Instruction 1:
In the passage on Russian agriculture, how much more acreage has been planted with grain crops this spring than last year?

Text segment:
# # # # #

In preparation for today's meeting, Putin and Gordeyev
conferred on Friday, May 16, and made public the content of their
discussion. Gordeyev reported that 30% more acreage than last
year has been planted with grain crops so far this spring. He
stressed that yields are also going to be better this year,
because more fertilizer are available as a result of the
government's having raised export duties on fertilizer last year.
Specialists at the Russian Ministry of Agriculture, under
Gordeyev, have opposed Russia's joining the WTO, on grounds that
doing so would hamper the recovery of agriculture and damage the
country's food security.
In his speech today, Putin said that agriculture has moved
to the top of the incoming government's agenda, because of what's
happening on world food markets: "the steep rise in food prices
on world markets, which has seriously affected the situation in
Russia." He stated that the poorest layers of the population have
felt this the most -- "pensioners, families with several
children, and other socially vulnerable groups of the population,
for whom food is their main household budget item." To protect
the population, said Putin, the government must ensure price
stability in the agro-industrial sector as a whole, through more
effective anti-monopoly regulation and the use of subsidies.

# # # # #

Location annotation dataset excerpts
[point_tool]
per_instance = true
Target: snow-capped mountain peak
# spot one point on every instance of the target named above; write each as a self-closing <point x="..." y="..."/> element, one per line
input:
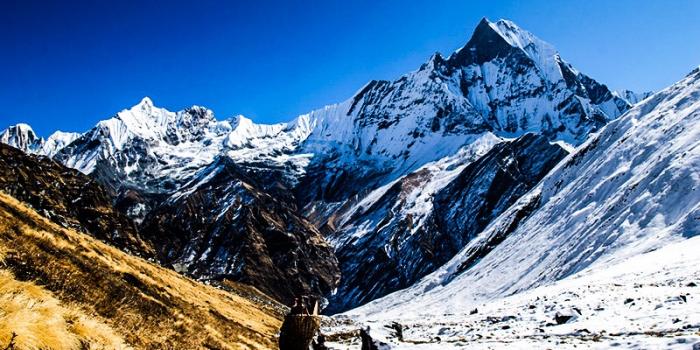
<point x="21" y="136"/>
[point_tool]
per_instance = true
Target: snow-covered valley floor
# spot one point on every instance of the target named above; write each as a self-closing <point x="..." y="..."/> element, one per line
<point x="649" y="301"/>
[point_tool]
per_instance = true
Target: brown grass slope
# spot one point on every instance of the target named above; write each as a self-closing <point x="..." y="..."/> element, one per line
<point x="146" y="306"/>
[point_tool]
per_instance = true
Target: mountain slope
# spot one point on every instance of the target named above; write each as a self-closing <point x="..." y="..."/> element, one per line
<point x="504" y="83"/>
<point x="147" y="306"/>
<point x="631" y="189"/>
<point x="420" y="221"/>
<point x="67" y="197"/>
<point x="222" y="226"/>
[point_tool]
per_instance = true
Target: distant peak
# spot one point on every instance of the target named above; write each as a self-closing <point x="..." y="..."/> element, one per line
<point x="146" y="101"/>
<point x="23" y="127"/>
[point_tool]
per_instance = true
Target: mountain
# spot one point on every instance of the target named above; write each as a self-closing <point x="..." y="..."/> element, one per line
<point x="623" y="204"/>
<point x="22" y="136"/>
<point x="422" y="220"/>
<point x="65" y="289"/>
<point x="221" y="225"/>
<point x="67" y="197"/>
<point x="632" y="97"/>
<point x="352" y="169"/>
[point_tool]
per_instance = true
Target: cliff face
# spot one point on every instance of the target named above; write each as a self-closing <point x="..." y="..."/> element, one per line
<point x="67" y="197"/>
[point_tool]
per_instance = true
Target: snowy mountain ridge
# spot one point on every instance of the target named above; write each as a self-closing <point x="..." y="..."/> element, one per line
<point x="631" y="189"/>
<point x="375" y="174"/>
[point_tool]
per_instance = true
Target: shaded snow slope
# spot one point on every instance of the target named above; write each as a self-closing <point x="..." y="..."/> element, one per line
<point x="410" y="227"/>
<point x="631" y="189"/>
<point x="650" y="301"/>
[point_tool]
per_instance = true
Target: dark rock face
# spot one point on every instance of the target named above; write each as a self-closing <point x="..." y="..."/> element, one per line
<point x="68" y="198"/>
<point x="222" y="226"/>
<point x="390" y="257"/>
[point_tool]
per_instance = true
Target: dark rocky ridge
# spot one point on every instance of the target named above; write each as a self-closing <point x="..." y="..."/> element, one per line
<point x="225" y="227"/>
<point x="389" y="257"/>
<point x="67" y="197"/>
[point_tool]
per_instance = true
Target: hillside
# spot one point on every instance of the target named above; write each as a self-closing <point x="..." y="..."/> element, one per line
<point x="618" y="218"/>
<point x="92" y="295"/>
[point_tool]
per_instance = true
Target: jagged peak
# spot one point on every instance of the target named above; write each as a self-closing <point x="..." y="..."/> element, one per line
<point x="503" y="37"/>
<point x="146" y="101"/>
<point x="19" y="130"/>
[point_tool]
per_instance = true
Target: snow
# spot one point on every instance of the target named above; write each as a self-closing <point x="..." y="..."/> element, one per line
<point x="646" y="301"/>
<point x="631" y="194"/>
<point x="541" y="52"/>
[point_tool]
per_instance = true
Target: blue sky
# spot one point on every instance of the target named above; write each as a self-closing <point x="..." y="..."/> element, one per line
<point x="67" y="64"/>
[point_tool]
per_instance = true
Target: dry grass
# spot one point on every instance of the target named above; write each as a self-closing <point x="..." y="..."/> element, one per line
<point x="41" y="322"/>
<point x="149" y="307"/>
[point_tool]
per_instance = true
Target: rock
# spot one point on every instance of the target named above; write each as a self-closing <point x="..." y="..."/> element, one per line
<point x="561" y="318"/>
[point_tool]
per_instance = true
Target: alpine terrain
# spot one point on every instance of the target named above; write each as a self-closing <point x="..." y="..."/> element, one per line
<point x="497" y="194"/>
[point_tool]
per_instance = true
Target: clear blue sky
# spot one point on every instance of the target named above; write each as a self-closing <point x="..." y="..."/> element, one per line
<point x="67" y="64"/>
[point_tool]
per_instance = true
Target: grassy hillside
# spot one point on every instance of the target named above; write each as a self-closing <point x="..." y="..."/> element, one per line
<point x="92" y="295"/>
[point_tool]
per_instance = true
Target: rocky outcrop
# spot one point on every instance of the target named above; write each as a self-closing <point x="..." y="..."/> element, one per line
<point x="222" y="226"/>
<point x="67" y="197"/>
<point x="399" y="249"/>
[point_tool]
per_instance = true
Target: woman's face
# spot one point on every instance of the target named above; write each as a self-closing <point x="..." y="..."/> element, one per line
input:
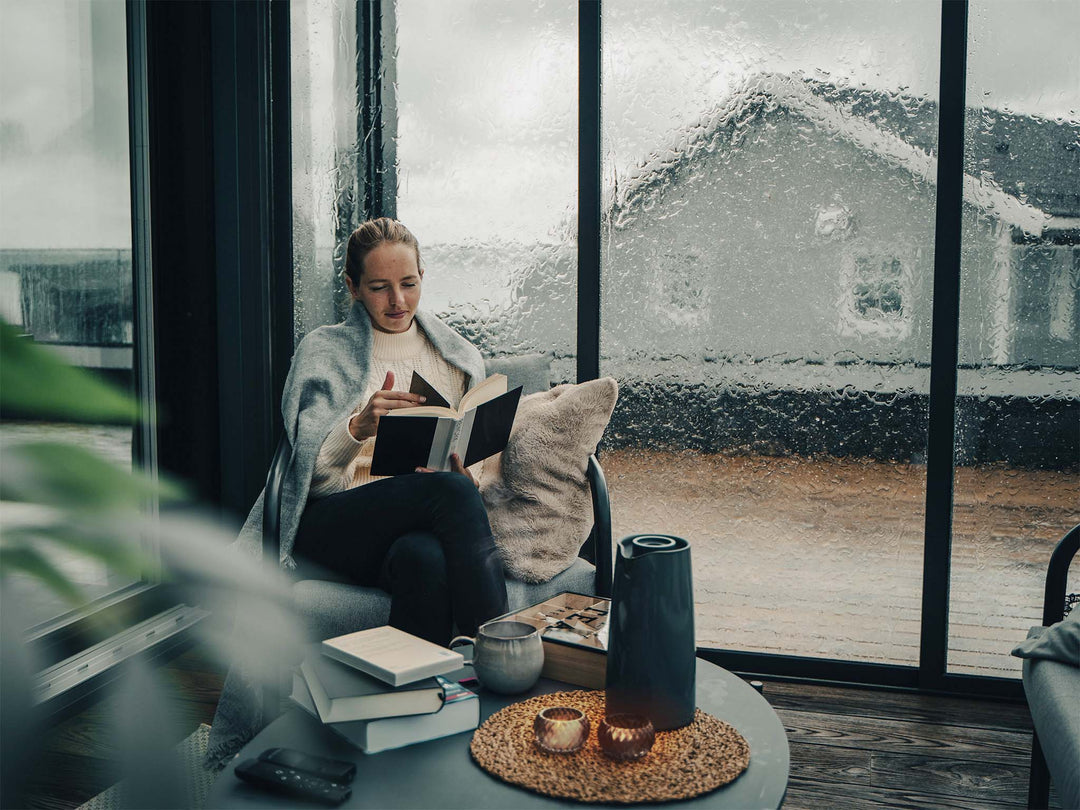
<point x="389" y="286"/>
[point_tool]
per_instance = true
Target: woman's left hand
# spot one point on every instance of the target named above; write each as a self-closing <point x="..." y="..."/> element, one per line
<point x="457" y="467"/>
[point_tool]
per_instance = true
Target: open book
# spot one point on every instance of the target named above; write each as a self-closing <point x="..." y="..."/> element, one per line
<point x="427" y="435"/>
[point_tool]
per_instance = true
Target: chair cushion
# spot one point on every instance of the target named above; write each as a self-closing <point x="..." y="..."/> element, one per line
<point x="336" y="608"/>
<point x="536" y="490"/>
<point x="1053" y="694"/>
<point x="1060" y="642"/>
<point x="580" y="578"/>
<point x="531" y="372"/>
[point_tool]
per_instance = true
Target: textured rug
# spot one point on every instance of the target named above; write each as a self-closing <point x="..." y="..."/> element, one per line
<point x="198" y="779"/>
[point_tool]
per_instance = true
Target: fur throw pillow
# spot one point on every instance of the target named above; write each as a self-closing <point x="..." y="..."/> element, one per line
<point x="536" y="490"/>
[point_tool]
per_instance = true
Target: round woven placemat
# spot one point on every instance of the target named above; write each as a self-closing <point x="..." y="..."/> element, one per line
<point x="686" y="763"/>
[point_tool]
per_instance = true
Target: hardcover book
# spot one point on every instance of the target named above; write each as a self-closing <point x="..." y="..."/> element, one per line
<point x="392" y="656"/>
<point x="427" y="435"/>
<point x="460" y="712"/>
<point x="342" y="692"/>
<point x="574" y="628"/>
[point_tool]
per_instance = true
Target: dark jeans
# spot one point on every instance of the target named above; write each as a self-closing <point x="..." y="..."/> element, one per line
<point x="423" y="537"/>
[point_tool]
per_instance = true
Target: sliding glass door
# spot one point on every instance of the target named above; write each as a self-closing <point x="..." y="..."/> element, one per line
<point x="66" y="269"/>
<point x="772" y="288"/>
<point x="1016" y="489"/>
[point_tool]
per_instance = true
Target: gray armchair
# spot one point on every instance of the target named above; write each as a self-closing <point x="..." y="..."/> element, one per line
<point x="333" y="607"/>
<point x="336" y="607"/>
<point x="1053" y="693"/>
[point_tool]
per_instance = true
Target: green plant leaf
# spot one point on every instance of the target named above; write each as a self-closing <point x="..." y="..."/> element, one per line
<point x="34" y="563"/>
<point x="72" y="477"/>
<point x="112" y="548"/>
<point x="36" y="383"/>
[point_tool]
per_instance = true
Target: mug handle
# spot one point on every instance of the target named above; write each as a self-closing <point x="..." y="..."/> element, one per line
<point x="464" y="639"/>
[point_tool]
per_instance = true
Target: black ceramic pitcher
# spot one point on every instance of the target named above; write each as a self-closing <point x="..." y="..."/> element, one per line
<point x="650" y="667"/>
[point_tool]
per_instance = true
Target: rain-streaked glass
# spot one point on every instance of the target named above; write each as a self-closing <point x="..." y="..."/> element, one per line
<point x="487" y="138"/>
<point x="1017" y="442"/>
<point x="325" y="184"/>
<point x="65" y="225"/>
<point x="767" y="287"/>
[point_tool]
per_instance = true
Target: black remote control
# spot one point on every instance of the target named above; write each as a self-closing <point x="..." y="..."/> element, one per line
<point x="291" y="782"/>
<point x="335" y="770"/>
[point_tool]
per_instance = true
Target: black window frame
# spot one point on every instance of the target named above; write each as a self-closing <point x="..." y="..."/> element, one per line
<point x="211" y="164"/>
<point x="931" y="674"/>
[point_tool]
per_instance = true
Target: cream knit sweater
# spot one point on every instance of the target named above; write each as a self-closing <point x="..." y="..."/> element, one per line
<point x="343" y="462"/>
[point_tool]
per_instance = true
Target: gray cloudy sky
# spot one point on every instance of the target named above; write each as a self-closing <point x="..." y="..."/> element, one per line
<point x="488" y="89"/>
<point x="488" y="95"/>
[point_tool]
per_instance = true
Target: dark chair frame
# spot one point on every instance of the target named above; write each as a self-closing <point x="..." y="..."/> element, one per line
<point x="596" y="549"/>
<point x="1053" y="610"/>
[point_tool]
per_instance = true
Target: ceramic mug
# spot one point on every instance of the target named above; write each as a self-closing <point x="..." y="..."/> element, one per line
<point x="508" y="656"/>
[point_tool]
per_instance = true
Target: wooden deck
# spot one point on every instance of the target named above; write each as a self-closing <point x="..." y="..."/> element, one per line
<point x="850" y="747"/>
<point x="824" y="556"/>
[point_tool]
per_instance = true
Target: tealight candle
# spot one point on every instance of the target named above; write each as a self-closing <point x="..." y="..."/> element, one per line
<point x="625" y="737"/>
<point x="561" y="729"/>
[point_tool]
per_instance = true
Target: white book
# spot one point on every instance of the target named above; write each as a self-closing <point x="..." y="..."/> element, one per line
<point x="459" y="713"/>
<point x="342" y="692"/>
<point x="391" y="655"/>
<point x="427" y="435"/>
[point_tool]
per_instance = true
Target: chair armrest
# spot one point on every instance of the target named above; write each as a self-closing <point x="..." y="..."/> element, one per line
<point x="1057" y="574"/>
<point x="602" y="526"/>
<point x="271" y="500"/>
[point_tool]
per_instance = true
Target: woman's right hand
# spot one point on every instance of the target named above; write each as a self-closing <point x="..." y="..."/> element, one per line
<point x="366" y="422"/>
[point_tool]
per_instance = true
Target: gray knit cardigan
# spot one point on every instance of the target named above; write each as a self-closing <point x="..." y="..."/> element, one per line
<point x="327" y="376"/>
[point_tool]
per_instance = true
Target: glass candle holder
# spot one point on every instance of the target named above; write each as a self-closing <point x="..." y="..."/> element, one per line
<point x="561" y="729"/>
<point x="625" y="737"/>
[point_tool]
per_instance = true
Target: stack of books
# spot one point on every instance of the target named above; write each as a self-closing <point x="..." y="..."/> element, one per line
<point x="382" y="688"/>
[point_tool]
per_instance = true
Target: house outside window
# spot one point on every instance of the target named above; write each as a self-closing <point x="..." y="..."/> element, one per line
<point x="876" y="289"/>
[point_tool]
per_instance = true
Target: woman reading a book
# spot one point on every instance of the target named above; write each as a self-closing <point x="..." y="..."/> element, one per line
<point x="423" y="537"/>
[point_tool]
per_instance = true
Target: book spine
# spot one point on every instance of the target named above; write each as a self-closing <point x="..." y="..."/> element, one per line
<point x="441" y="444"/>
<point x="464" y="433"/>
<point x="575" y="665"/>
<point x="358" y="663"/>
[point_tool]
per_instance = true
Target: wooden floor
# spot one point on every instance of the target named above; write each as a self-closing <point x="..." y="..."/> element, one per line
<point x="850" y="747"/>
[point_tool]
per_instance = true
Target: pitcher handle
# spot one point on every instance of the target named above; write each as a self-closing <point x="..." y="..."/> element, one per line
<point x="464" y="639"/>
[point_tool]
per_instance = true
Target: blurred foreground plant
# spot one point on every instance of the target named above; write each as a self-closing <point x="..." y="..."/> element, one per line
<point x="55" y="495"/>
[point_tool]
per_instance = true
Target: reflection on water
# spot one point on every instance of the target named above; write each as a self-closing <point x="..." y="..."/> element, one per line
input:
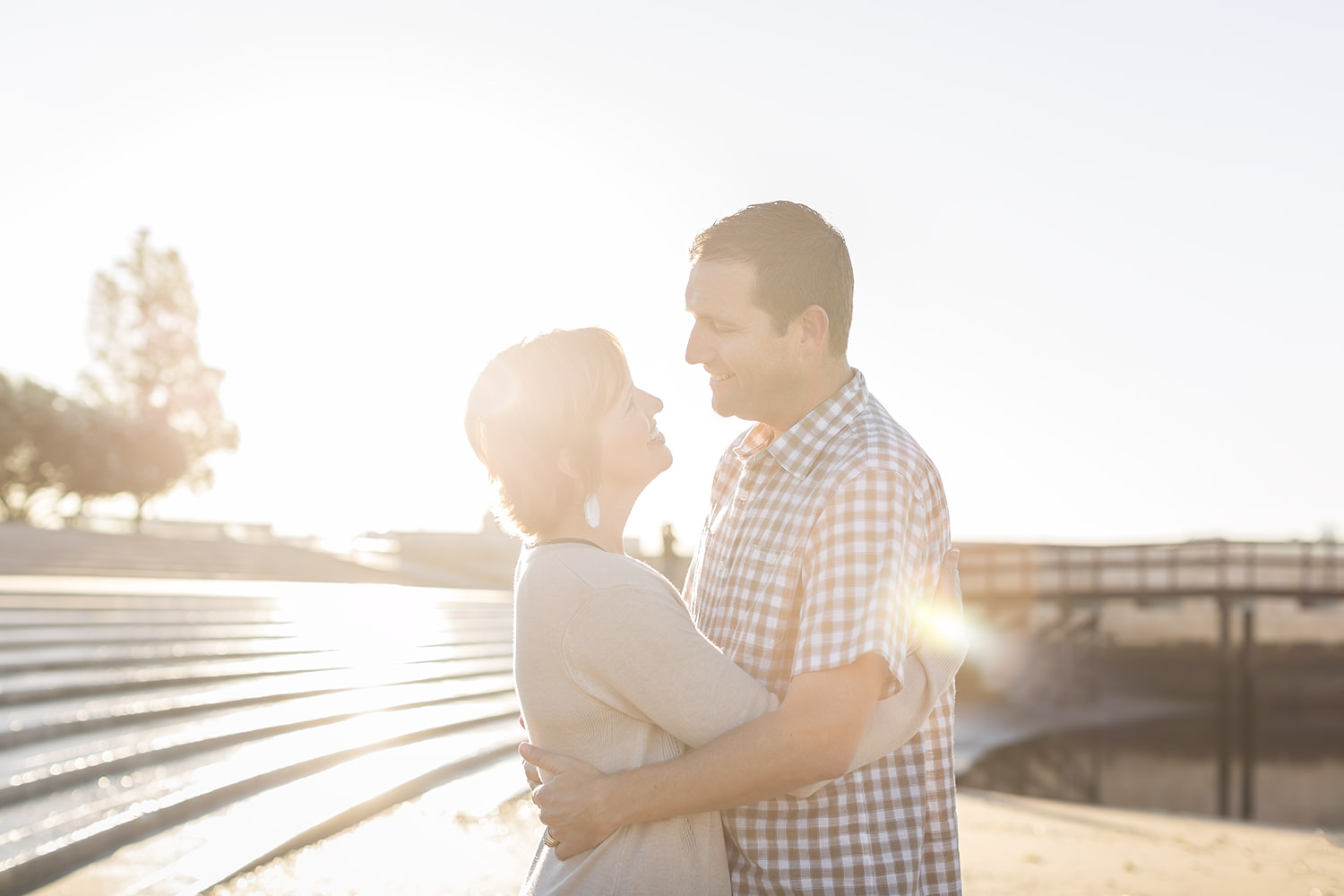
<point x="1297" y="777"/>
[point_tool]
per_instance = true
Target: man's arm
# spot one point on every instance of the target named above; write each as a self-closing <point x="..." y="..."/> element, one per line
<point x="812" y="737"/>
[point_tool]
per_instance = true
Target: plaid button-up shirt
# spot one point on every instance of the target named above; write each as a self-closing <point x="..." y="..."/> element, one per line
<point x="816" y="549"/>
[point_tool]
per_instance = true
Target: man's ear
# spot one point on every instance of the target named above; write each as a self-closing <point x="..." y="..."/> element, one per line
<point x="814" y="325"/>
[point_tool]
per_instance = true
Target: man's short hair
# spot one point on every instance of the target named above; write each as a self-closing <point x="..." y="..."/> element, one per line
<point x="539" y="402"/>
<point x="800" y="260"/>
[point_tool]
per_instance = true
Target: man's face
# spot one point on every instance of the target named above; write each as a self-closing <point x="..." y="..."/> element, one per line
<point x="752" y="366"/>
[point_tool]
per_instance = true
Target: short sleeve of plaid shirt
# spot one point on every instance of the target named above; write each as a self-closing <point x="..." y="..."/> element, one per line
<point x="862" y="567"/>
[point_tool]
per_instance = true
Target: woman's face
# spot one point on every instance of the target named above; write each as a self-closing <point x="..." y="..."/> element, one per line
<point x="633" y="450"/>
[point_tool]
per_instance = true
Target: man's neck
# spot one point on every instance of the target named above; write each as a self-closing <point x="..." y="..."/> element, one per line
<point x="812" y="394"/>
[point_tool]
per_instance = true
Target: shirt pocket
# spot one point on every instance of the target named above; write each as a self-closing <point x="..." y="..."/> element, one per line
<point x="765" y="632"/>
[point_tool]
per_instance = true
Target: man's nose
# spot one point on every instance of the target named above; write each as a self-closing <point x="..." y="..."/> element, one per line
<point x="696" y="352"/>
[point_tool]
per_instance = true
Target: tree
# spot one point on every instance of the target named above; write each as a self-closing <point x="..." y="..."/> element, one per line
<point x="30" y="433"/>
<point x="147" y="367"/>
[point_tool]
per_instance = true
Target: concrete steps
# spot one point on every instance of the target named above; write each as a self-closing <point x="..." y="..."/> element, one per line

# # # # #

Instruction 2:
Gather and copy every line of the records that contains the word "wooden".

Complete answer 1:
30% more acreage than last year.

Complete answer 2:
Target: wooden deck
Target: wooden floor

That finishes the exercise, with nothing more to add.